_PASAJE SELECCIONADO_

Esta división del yo en dos no es necesario que se produzca en los pacientes con hemisferios separados por el cirujano. El reconocido padre de la psicología norteamericana William James refiere un caso de desdoblamiento de personalidad que, por ser clásico, me gustaría referírselo a ustedes.
“El reverendo Ansel Bourne, de Greene, Rhode Island, fue educado en el oficio de la carpintería; pero, a consecuencia de una pérdida temporal de la vista y del oído ocurrida en circunstancias por demás peculiares (yo sospecho que fue epilepsia), se convirtió del Ateísmo al Cristianismo poco antes de cumplir treinta años, y desde entonces ha vivido como un predicador ambulante. Sufrió dolores de cabeza y accesos temporales de depresión durante casi toda su vida e incluso algunos accesos de inconsciencia de una hora o tal vez menos....

_FILAS MOSTRADAS_
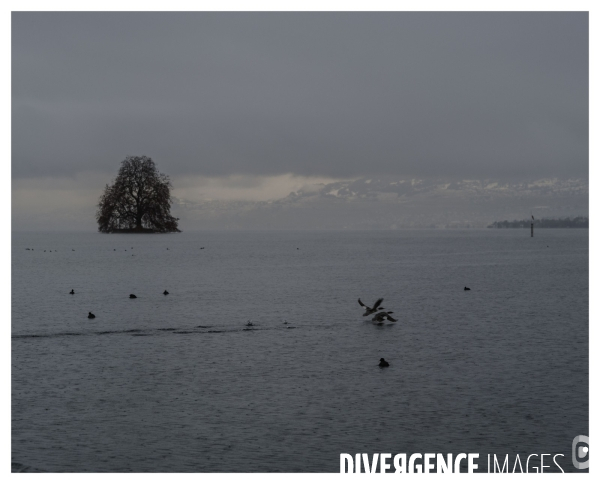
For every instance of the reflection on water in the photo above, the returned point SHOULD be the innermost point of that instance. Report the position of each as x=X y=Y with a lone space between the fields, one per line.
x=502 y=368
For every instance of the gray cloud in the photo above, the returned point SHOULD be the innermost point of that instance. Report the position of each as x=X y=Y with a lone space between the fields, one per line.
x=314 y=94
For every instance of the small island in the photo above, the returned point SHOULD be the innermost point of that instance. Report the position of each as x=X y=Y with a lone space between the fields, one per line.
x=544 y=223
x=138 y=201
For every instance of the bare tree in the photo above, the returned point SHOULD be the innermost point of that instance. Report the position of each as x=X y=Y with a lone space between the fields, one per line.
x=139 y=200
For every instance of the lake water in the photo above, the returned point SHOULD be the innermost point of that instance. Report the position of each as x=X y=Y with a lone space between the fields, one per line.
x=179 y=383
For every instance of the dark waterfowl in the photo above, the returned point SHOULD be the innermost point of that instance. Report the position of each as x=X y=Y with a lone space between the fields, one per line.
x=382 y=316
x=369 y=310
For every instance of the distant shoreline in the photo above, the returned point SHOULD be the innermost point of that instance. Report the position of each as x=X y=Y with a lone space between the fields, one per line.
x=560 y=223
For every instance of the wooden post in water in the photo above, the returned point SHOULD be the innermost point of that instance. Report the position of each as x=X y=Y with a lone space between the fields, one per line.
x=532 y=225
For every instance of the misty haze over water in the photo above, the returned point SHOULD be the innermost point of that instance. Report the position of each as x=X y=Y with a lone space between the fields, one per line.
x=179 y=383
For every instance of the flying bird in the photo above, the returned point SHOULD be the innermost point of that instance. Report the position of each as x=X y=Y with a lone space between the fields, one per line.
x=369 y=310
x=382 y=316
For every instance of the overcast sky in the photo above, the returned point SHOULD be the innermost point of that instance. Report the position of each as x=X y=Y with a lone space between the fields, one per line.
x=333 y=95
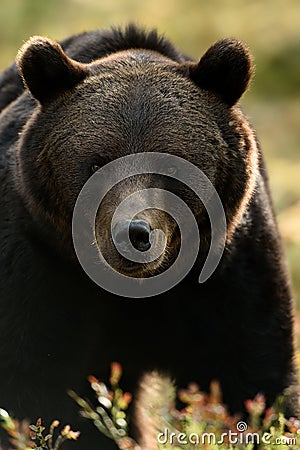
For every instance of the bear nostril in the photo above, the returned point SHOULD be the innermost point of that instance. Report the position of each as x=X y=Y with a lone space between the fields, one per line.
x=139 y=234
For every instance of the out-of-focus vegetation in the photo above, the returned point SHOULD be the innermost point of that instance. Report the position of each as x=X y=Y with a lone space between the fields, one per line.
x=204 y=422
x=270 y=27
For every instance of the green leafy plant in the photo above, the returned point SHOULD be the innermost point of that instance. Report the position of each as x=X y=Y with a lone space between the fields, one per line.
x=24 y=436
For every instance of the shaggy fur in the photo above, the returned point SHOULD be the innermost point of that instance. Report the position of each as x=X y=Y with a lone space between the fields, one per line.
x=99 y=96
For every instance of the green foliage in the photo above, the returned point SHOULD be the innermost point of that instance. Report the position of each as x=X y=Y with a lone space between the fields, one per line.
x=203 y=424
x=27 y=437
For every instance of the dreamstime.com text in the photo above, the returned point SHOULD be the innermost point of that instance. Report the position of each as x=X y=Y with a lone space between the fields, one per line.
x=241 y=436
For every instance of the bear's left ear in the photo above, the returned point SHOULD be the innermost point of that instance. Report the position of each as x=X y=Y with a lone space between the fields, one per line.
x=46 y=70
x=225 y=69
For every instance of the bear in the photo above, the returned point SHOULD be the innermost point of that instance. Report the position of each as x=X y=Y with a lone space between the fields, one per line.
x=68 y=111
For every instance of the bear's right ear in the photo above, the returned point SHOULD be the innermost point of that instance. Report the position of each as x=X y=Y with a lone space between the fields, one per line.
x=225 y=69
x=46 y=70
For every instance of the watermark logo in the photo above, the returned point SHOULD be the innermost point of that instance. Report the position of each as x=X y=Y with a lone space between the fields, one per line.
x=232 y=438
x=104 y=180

_APLICA LO LEÍDO_
(1) Según el pasaje sobre el caso de Ansel Bourne, ¿en qué oficio fue educado el reverendo?
(2) Prolonga el pasaje sobre el desdoblamiento de personalidad de Ansel Bourne a partir de su última oración.
Las filas provienen de una fuente distinta.

_RESPUESTAS DEL EJERCICIO_
(1) En el oficio de la carpintería.

(2)
El 17 de enero de 1887 sacó 551 dólares de un banco de Providence para pagar un solar en Greene, pagó algunas cuentas y se subió a un cochecillo de caballos. Este es el último incidente que recuerda. Ese día no regresó a casa y durante dos meses no se supo nada de él. En los periódicos se dio cuenta de su desaparición y, sospechando la comisión de un delito, la policía indagó en vano su paradero. Así las cosas, la mañana del 14 de marzo, en Norristown, Pennsylvania, un individuo que se hacía llamar A. J. Brown, que seis semanas atrás había alquilado una tiendecilla bien surtida de papelería, dulces, frutas y artículos menores, y que ejercía su comercio de un modo tranquilo, sin que nadie lo juzgara excéntrico o fuera de lo normal, despertó aterrado e hizo llegar a la gente de la casa para que le dijeran donde estaba. Dijo llamarse Ansel Bourne, que no conocía nada de Norristown, que tampoco sabía nada de comercio, y que lo último que recordaba – le parecía que había ocurrido apenas la víspera – era que había retirado dinero del banco, etc., en Providence”. Ansel no recordaba absolutamente nada de su segunda personalidad”.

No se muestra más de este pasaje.